=== Passage provided ===

Find out whether you need to rush. Ask if your employer has adopted a grace period, which, per a 2005 notice issued by the Internal Revenue Service, allows employees to submit expenses as many as 2½ months into the new year. That gives you until mid-March to spend the money. 

Know what is eligible. Because employers can edit the list of eligible FSA expenses, check with your FSA administrator to find out what's eligible for reimbursement at your company. Medical expenses—including prescription and office visit copayments, coinsurance, deductibles, and over-the-counter expenses for medical items such as medications and medical equipment—are typically eligible. Other expenses that usually qualify include acne treatments, allergy medicines, antibiotic creams or ointments, arthritis relief products, toothache relief products, foot care, first aid items, incontinence products, shampoo for psoriasis or lice, and vaporizers or humidifiers. For more ideas, see the federal government's full list of eligible items for its own employees. 

Gather your receipts. Do you have leftover receipts from purchases or doctor's visits from 2009? If so, now is the time to file an FSA claim to get reimbursed. (Avoiding this last-minute hassle is why it's key to organize and keep receipts throughout the year, Cohen says.)

=== Available data ===

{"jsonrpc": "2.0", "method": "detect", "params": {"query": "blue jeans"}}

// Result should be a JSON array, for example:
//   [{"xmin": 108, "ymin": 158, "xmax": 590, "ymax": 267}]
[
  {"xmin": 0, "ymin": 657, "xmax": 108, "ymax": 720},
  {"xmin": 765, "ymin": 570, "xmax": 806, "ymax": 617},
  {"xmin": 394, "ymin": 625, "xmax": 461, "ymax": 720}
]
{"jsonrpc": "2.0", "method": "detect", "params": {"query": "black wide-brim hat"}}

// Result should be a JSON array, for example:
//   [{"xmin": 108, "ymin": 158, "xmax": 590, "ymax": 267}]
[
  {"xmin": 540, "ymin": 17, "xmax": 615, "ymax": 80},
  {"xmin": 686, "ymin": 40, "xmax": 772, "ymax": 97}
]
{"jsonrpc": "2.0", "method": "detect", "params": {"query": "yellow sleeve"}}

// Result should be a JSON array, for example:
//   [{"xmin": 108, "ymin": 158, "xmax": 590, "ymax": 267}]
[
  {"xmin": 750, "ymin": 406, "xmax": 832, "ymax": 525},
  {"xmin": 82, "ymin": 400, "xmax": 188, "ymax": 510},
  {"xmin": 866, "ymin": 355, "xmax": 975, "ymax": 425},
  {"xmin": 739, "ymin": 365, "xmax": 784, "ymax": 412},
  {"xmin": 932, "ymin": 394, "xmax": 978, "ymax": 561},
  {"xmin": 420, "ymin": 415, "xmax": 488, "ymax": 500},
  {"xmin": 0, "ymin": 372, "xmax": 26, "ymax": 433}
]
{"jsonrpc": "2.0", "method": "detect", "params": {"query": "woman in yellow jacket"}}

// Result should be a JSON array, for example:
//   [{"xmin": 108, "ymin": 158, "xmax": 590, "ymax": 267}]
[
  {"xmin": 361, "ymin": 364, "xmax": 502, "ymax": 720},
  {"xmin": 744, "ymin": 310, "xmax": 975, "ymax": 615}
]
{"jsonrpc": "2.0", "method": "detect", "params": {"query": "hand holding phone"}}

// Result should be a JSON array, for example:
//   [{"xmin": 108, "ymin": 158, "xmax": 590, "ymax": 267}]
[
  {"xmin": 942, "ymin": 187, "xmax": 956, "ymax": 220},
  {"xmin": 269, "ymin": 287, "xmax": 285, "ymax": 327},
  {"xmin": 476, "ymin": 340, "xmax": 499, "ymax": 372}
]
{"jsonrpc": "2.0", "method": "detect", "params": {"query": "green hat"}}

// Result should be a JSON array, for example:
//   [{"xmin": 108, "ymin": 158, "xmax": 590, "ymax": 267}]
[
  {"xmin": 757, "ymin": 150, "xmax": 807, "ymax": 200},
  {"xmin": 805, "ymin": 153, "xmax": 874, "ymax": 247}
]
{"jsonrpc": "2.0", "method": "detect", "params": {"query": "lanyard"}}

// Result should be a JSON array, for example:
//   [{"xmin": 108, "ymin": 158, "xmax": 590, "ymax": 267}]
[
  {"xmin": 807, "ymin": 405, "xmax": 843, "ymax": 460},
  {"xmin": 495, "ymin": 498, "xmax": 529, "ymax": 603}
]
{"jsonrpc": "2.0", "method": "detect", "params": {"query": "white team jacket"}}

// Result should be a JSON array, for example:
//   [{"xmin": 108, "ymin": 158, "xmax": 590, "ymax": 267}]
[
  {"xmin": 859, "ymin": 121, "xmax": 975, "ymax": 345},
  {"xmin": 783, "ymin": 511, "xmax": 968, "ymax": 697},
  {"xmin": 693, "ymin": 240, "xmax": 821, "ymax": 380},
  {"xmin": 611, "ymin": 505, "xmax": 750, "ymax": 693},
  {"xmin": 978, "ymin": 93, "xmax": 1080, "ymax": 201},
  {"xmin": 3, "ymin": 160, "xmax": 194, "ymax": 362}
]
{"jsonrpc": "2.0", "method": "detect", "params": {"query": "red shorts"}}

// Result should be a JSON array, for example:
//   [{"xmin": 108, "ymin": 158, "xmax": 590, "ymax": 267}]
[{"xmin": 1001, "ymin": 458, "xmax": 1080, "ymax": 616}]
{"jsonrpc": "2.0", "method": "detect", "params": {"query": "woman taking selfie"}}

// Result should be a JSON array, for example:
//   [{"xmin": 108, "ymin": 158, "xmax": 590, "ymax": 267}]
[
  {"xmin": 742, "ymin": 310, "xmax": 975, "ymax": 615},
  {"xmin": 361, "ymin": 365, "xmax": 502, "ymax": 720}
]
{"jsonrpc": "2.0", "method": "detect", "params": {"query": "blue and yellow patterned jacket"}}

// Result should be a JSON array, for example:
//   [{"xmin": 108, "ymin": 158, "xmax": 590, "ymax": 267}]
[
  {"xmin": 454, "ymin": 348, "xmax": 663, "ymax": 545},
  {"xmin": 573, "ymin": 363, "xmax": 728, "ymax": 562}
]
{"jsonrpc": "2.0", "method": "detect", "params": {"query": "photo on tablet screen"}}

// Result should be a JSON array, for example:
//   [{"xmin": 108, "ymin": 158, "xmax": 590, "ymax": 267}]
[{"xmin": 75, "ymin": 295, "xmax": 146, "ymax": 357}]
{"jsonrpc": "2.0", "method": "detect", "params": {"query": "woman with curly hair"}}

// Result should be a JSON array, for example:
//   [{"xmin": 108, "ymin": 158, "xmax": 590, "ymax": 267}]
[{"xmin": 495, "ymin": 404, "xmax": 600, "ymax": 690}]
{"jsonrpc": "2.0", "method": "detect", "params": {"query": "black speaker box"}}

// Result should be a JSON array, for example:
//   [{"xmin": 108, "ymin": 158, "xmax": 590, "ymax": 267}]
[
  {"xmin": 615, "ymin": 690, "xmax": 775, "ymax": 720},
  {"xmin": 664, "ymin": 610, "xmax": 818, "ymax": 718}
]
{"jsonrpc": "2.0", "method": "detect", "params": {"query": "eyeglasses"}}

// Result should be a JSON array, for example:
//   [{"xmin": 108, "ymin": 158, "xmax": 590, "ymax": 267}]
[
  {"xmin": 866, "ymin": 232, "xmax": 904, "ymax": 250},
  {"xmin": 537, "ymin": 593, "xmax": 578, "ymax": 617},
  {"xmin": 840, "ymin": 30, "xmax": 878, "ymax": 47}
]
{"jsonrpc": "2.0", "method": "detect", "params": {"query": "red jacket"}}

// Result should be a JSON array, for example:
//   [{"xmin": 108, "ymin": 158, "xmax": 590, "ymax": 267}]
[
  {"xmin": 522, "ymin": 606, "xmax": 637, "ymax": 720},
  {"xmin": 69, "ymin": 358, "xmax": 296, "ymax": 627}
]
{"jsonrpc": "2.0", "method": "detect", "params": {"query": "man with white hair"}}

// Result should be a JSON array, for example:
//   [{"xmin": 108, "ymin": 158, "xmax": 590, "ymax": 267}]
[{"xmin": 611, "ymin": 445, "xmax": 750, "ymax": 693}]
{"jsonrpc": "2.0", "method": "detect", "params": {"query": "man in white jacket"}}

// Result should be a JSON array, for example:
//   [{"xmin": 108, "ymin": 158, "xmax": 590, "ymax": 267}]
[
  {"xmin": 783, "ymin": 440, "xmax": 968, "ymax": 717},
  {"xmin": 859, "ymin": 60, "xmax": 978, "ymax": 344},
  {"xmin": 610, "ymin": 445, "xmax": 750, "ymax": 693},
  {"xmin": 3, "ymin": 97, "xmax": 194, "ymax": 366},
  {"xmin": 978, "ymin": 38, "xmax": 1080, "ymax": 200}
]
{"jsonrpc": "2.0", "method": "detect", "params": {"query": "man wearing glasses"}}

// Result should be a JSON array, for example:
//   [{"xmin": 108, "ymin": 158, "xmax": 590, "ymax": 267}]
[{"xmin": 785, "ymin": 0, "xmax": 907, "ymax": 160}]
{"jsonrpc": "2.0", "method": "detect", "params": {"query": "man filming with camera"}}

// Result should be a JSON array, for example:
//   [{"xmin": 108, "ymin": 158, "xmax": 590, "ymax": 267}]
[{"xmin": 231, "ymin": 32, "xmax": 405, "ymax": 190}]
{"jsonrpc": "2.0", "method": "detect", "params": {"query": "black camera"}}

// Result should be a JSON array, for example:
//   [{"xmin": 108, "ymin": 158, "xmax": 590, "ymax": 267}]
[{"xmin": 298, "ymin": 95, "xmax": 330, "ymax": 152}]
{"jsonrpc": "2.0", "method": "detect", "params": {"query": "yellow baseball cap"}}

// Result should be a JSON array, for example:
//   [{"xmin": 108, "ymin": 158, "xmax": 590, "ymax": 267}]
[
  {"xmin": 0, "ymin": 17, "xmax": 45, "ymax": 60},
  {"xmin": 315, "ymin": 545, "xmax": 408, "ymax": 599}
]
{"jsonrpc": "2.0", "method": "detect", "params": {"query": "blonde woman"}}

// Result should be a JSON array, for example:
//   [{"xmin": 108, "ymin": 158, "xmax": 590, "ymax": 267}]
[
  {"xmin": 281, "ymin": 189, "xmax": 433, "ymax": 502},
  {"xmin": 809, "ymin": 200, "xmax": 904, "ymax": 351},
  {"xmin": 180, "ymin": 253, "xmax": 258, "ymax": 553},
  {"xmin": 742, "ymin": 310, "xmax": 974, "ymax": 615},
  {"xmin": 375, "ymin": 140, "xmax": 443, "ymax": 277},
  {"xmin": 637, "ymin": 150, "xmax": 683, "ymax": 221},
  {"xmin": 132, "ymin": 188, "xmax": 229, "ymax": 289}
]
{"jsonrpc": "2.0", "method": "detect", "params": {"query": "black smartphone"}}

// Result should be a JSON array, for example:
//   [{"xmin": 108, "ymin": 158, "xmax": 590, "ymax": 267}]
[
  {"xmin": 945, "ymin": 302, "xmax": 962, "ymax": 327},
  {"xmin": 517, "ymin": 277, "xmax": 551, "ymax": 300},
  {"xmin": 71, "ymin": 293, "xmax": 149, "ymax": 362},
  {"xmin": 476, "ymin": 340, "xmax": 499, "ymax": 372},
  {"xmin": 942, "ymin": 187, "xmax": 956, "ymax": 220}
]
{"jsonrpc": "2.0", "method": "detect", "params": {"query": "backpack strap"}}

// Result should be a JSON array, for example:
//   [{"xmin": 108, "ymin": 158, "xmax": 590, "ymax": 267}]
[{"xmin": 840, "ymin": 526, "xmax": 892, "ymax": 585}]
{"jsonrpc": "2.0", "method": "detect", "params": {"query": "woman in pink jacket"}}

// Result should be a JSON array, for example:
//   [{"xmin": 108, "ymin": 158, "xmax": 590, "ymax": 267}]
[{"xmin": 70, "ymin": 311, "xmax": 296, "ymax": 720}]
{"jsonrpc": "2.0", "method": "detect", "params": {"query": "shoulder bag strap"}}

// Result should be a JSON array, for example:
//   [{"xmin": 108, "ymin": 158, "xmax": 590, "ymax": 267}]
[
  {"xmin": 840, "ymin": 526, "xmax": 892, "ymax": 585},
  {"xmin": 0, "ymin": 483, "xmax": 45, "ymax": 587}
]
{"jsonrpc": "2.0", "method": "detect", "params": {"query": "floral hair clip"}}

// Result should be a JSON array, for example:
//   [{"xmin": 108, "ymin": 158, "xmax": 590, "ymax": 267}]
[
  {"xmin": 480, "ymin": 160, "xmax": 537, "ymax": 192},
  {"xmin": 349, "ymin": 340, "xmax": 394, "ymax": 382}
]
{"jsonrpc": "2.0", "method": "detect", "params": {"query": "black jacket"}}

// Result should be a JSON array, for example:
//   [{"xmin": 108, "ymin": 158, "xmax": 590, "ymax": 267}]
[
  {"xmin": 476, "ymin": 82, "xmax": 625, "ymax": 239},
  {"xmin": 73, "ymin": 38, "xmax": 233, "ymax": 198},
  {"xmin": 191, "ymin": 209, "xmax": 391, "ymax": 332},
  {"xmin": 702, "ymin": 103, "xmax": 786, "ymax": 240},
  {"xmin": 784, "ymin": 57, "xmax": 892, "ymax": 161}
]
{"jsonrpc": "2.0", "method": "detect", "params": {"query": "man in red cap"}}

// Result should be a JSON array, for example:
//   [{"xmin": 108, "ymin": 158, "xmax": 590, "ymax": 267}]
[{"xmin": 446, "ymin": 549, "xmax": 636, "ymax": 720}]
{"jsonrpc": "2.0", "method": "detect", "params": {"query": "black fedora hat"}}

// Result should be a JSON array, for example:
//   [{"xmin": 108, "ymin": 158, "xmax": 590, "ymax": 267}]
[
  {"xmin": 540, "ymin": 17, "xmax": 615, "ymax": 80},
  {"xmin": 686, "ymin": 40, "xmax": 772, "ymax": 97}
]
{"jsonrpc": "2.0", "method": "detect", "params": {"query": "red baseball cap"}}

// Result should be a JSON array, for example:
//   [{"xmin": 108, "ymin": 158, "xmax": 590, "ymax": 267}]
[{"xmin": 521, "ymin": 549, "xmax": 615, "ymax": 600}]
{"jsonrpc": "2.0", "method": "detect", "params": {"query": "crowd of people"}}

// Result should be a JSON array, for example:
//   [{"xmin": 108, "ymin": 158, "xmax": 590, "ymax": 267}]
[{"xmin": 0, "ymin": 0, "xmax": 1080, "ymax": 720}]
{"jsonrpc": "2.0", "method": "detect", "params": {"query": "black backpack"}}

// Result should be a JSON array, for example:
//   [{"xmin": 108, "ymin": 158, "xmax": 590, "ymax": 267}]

===

**Study questions:**
1 – Rewrite the passage on FSA spending starting at "Gather your receipts." and ending at "year, Cohen says.)", with "doctor's visits" replaced by "clinic visits".
2 – Write the next part of the passage on FSA spending, picking up after its final sentence.

**Solved tasks:**
1 –
Gather your receipts. Do you have leftover receipts from purchases or clinic visits from 2009? If so, now is the time to file an FSA claim to get reimbursed. (Avoiding this last-minute hassle is why it's key to organize and keep receipts throughout the year, Cohen says.)

2 –
Purchase now what you expect to need in 2010. If you have a chronic medical problem that requires medication, or you know that you get a cold every year around the same time, purchase the prescription or OTC medications you expect to need now. Do the same for any medical equipment, such as an extra brace for a bad knee or ankle, Cohen advises. And if you're having a tough time using up funds, consider buying expensive items such as glasses or a year's supply of contact lenses, even if you don't immediately need them. 

Plan your 2010 contribution. Think a bit about whether you'll have any extra medical expenses in the next calendar year. For example, if you have surgery planned or know you'll need new glasses, factor that into the amount you put into your FSA in 2010. (Your employer may set a cap on how much you contribute—say, $3,000 or $5,000—though most employees contribute less than that.) "Try to make informed decisions," Cohen advises. Ask ahead of time, "How much is it going to cost?" Then deposit accordingly.